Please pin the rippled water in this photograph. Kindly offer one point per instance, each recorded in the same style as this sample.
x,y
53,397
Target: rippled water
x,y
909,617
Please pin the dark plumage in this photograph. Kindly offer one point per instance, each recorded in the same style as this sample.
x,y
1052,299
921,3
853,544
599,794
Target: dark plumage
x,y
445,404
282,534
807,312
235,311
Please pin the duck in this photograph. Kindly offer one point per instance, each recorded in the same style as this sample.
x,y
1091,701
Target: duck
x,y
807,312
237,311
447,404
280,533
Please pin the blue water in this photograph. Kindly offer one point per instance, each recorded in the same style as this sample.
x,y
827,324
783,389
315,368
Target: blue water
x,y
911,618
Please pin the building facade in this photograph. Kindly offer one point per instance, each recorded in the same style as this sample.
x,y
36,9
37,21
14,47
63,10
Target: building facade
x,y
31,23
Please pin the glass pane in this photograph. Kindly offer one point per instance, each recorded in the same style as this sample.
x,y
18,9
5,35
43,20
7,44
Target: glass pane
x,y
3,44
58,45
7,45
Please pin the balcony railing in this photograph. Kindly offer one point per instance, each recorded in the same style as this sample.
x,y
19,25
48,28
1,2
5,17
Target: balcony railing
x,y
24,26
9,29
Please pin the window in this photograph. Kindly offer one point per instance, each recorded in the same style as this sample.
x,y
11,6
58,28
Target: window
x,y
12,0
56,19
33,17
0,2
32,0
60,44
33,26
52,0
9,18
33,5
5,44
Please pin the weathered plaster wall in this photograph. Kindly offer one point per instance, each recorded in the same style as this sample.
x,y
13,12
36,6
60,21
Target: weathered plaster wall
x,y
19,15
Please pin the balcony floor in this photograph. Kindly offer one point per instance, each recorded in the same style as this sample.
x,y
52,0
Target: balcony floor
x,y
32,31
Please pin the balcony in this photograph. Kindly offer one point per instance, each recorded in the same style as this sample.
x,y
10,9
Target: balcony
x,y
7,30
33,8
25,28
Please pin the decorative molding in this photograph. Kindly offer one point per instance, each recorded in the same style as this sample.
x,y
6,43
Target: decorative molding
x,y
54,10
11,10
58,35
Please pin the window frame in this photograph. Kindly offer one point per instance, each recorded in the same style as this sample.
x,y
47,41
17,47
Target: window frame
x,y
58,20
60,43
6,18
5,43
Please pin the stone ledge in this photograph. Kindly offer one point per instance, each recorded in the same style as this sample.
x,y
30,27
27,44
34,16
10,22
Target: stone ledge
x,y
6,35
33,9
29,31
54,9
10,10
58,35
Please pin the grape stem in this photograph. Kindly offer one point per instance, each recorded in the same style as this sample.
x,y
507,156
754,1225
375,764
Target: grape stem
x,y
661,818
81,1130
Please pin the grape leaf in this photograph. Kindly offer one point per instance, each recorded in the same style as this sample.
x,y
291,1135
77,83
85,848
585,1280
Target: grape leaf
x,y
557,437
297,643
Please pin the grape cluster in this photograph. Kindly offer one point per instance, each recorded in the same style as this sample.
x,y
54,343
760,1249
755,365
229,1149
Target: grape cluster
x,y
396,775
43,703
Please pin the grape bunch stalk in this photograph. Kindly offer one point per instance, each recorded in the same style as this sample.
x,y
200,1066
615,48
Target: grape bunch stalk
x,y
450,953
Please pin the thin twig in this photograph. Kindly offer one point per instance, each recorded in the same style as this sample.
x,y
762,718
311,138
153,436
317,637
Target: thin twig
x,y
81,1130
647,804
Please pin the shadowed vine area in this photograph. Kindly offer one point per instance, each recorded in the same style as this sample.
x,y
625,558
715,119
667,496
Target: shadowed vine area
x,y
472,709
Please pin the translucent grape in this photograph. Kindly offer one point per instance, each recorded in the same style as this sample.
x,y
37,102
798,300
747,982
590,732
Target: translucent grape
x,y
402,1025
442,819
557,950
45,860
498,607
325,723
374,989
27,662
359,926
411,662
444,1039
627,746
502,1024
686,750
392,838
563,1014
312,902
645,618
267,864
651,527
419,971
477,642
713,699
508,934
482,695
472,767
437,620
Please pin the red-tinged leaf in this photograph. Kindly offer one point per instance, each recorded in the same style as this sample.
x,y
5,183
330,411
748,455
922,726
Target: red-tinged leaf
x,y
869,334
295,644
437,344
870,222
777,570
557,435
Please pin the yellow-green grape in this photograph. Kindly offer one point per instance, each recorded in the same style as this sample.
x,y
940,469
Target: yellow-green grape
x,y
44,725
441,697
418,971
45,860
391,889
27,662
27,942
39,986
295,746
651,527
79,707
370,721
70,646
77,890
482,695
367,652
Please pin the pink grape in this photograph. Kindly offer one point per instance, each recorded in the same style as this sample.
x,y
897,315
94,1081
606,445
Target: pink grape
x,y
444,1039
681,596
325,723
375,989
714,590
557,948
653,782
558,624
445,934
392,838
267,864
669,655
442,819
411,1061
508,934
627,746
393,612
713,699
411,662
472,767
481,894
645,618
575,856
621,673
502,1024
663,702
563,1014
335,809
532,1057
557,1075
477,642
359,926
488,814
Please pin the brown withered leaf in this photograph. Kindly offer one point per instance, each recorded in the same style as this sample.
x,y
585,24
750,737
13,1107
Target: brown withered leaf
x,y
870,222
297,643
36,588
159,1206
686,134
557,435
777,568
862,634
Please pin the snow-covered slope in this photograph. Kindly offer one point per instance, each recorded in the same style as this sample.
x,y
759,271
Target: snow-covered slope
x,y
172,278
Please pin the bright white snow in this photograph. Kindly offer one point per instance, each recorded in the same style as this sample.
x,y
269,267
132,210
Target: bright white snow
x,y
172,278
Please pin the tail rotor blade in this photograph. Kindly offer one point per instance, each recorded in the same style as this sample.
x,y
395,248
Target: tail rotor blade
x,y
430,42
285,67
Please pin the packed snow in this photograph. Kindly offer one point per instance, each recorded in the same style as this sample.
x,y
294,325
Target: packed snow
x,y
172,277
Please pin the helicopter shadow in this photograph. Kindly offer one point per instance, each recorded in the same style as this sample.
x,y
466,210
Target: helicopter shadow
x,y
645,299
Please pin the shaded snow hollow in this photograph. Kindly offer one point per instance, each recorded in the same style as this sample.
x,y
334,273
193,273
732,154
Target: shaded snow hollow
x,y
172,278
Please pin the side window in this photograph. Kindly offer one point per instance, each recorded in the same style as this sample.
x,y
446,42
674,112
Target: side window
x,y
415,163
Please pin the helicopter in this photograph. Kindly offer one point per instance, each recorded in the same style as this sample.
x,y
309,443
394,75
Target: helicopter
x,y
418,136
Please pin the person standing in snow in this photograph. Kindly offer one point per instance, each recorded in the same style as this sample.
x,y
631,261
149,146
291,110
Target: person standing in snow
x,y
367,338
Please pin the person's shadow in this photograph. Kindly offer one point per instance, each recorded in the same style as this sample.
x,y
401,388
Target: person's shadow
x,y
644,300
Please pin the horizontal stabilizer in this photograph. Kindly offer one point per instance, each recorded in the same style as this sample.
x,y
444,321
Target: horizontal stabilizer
◆ ◆ ◆ ◆
TO BE DONE: Copy the data above in full, character for character.

RESULT FOR THIS TASK:
Please pin the rippled water in this photograph. Kindly offer one point per instance, each recorded in the same style as this sample.
x,y
53,397
Target: rippled water
x,y
909,617
Please pin the dark plumage in this photograph. Kindly offer one point per instance, each recorded in the same style as this sample.
x,y
1052,299
921,3
853,544
599,794
Target: dark plumage
x,y
445,404
282,534
807,312
235,311
Please pin the duck in this photograph. Kindly offer one point per instance, each recorded in the same style as this sample.
x,y
1091,701
Target: duck
x,y
807,312
237,311
447,404
280,533
Please pin the blue water in this photograph. Kindly offer one point per instance, each recorded in the same style as this sample.
x,y
827,324
783,389
315,368
Target: blue water
x,y
911,618
Please pin the building facade in this photograph. Kindly offer one point per instance, each recorded in the same style as this sample.
x,y
36,9
37,21
14,47
63,10
Target: building facade
x,y
31,23
Please pin the glass pane in this photograph. Kindly offer one point per instance, each recorded in the same style as this sample.
x,y
18,9
5,35
43,20
7,44
Target: glass pane
x,y
3,44
58,45
7,45
Please pin the balcony railing in this photograph. Kindly offer one point per instance, each recorded in the same style as this sample.
x,y
19,25
48,28
1,2
5,17
Target: balcony railing
x,y
24,26
9,29
Please pin the window in this photograph. Kindly offer one point per instance, each recorded in the same style as this sample.
x,y
11,6
58,28
Target: window
x,y
12,0
56,19
33,17
0,2
32,0
60,44
33,26
52,0
9,18
33,5
5,44
Please pin the weathered plaster wall in this photograph. Kindly offer one point per instance, each recorded in the same style as this sample.
x,y
13,12
36,6
60,21
Target: weathered plaster wall
x,y
19,15
Please pin the balcony floor in this photograph. Kindly offer one point per instance, each recorded in the same style as this sample.
x,y
52,0
Target: balcony floor
x,y
32,31
Please pin the balcony in this photograph. Kindly offer one point per instance, each recorded in the same style as this sample.
x,y
10,9
Target: balcony
x,y
7,30
33,8
25,28
Please pin the decorative molding in this photograph. Kindly offer one point per instance, each recorded in the same style as this sample.
x,y
6,43
Target: decorative molding
x,y
54,10
11,10
58,35
Please pin the window frame in this photograph. Kindly offer one point per instance, each recorded in the same style as this sample.
x,y
47,41
17,47
Target: window frame
x,y
58,20
60,43
6,18
5,43
Please pin the stone ledge in this photograph. Kindly offer one point per instance, each recorded in the same style as this sample.
x,y
30,27
27,44
34,16
10,22
Target: stone ledge
x,y
6,35
33,9
29,31
54,9
10,10
58,35
Please pin the grape stem in this photograph. Kindly offer one point per instance, each recorded in the same style as this sample.
x,y
507,156
754,1225
375,764
Target: grape stem
x,y
661,818
81,1130
Please pin the grape leaf in this photograph. Kindly offer one point per instance, each recorded in the same style as this sample.
x,y
291,1135
77,83
85,848
585,1280
Target: grape leaf
x,y
557,437
297,643
Please pin the grape cluster in this photograph. Kindly offer one point per instance, each recorded in the same style as this sample.
x,y
54,343
760,1249
755,365
229,1149
Target: grape cluster
x,y
396,775
43,703
Please pin the grape bunch stalk in this photograph. Kindly offer one point per instance, each recorded in the same style as this sample.
x,y
200,1066
615,48
Target: grape bunch stalk
x,y
450,953
Please pin the thin twig in this photograph. Kindly offer one point per instance, each recorded in the same style as this sample.
x,y
762,718
311,138
153,436
317,637
Target: thin twig
x,y
81,1130
647,804
Please pin the shadowed vine area in this photograph. Kindly offer one point per instance, each recorded in the same style as this sample.
x,y
625,558
715,119
667,496
Target: shadowed vine area
x,y
472,709
Please pin the translucent grape in this photograph. Kindly offer one point per instance, each recorded in the same style as this sample.
x,y
37,102
798,300
747,982
590,732
Target: translucent grape
x,y
402,1025
442,819
557,950
45,860
498,607
325,723
374,989
27,662
359,926
411,662
444,1039
627,746
502,1024
686,750
392,838
563,1014
312,902
645,618
267,864
651,527
419,971
477,642
713,699
508,934
482,695
472,767
437,620
Please pin the red-tinged leaf in this photograph. Kindly offer one point per instance, each recorded in the same style as this sample.
x,y
5,183
330,411
748,455
922,726
Target: red-tinged leaf
x,y
869,334
295,644
437,344
870,222
777,570
557,435
Please pin the yellow-green grape in this photograph. Kindly offer one point per instance, each recorded in the same style as this sample.
x,y
940,469
Target: yellow-green grape
x,y
44,725
441,697
418,971
45,860
391,889
27,662
27,942
39,986
295,746
651,527
79,707
370,721
70,646
77,890
482,695
367,652
Please pin the pink grape in this photograph. Kindly offer one point per instance, each recorded in the same style as this sample.
x,y
897,315
94,1081
606,445
Target: pink grape
x,y
444,1039
681,596
325,723
375,989
714,590
557,948
653,782
558,624
445,934
392,838
267,864
669,655
442,819
411,1061
508,934
627,746
393,612
713,699
411,662
472,767
481,894
645,618
575,856
621,673
502,1024
663,702
563,1014
335,809
532,1057
557,1075
477,642
359,926
488,814
Please pin the brown withered leaf in this photograph. Kindly offer one point per instance, each recorded in the same style as this sample.
x,y
585,24
750,737
13,1107
Target: brown withered leaf
x,y
870,222
297,643
36,588
159,1206
686,134
557,435
777,568
862,634
Please pin the snow-covered slope in this photograph. Kindly offer one point per instance, each recorded in the same style as this sample.
x,y
759,271
Target: snow-covered slope
x,y
172,278
Please pin the bright white snow in this photograph. Kindly offer one point per instance, each recorded in the same style as this sample.
x,y
269,267
132,210
Target: bright white snow
x,y
172,278
Please pin the tail rotor blade in this photograph. Kindly offer one point per instance, each recorded in the same style as this sample.
x,y
395,248
Target: tail rotor blade
x,y
430,42
285,67
Please pin the packed snow in this photograph. Kindly offer one point per instance, each recorded in the same style as this sample.
x,y
294,325
Target: packed snow
x,y
172,277
Please pin the helicopter shadow in this photograph. Kindly offer one point per instance, each recorded in the same style as this sample.
x,y
466,210
Target: helicopter shadow
x,y
645,299
Please pin the shaded snow hollow in this photograph. Kindly offer one point per instance, each recorded in the same style as this sample.
x,y
334,273
193,273
732,154
Target: shaded snow hollow
x,y
172,278
Please pin the side window in this photograph. Kindly offer one point per instance, each recorded in the same style as this sample.
x,y
446,42
674,112
Target: side window
x,y
415,163
Please pin the helicopter in this photograph. Kindly offer one point per instance, each recorded in the same style as this sample.
x,y
309,443
394,75
Target: helicopter
x,y
418,136
Please pin the person standing in snow in this photograph. Kindly offer one point per instance, each recorded in the same style as this sample.
x,y
631,261
149,146
291,110
Target: person standing in snow
x,y
367,338
Please pin the person's shadow in this photograph. Kindly offer one point per instance, each recorded in the same style as this sample.
x,y
401,388
Target: person's shadow
x,y
644,300
Please pin the horizontal stabilizer in this photograph. Kindly offer one point per instance, each recorded in the same style as this sample.
x,y
444,321
Target: horizontal stabilizer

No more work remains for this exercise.